▸ **Saved data entries**:

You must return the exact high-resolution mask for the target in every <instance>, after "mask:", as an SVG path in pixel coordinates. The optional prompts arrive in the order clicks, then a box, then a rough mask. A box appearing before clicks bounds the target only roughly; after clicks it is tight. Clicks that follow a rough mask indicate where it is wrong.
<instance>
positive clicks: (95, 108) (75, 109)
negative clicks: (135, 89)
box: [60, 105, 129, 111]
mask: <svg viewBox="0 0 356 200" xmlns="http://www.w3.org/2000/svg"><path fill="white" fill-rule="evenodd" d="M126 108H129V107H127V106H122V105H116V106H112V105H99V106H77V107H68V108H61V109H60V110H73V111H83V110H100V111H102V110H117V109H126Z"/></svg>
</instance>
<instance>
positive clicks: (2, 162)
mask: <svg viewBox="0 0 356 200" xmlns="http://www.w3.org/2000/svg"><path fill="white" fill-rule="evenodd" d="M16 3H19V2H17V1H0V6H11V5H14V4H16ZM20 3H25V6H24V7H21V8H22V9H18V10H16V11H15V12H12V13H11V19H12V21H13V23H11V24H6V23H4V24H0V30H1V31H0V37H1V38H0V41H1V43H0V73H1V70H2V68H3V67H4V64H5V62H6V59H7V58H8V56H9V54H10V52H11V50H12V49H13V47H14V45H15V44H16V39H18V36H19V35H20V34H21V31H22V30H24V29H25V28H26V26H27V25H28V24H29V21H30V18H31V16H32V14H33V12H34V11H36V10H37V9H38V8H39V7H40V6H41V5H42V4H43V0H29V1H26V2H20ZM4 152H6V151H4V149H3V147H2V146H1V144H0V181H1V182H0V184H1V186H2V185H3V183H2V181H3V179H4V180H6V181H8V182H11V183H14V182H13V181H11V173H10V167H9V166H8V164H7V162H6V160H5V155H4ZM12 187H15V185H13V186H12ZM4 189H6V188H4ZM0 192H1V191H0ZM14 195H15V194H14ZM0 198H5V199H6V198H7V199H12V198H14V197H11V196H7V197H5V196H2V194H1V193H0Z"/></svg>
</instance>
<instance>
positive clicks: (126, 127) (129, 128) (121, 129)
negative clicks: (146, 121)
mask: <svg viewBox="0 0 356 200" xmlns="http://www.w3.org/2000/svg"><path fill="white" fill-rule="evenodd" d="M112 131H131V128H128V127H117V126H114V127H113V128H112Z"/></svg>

▸ **WORK REQUEST**: Restate the records above exactly.

▸ **REPLY TO THE EXERCISE**:
You must return the exact high-resolution mask for the target in every <instance>, after "mask:", as an SVG path in pixel coordinates. The optional prompts arrive in the order clicks, then a box, then a rough mask. A box appearing before clicks bounds the target only roughly; after clicks it is tight. Clicks that follow a rough mask indicate where it is wrong.
<instance>
positive clicks: (95, 108) (75, 109)
negative clicks: (135, 89)
box: [60, 105, 129, 111]
mask: <svg viewBox="0 0 356 200" xmlns="http://www.w3.org/2000/svg"><path fill="white" fill-rule="evenodd" d="M126 108H129V107H127V106H122V105H116V106H112V105H99V106H77V107H68V108H61V109H60V110H73V111H83V110H100V111H102V110H117V109H126Z"/></svg>
</instance>
<instance>
positive clicks: (2, 162)
mask: <svg viewBox="0 0 356 200" xmlns="http://www.w3.org/2000/svg"><path fill="white" fill-rule="evenodd" d="M16 3H19V2H17V1H0V6H11V5H14V4H16ZM20 3H25V6H24V7H21V8H22V9H18V10H16V11H15V12H12V13H11V19H12V21H13V23H11V24H6V23H4V24H0V30H1V31H0V37H1V38H0V41H1V43H0V73H1V70H2V68H3V67H4V64H5V62H6V59H7V58H8V56H9V54H10V52H11V50H12V49H13V47H14V45H15V44H16V39H18V36H19V35H20V34H21V31H22V30H24V29H25V28H26V26H27V25H28V24H29V21H30V18H31V16H32V14H33V12H34V11H36V10H37V9H38V8H39V7H40V6H41V5H42V4H43V0H29V1H26V2H20ZM4 152H6V151H4V149H3V147H2V146H1V144H0V181H1V182H0V184H1V186H2V185H3V183H2V181H3V179H4V180H6V181H8V182H11V183H14V182H13V181H11V173H10V167H9V166H8V164H7V162H6V160H5V155H4ZM12 187H15V185H13V186H12ZM4 189H6V188H4ZM0 192H1V191H0ZM14 195H15V194H14ZM0 198H5V199H6V198H7V199H12V198H14V197H11V196H7V197H5V196H2V194H1V193H0Z"/></svg>
</instance>
<instance>
positive clicks: (126, 127) (129, 128) (121, 129)
negative clicks: (146, 121)
mask: <svg viewBox="0 0 356 200" xmlns="http://www.w3.org/2000/svg"><path fill="white" fill-rule="evenodd" d="M112 131H131V128H128V127H117V126H114V127H113V128H112Z"/></svg>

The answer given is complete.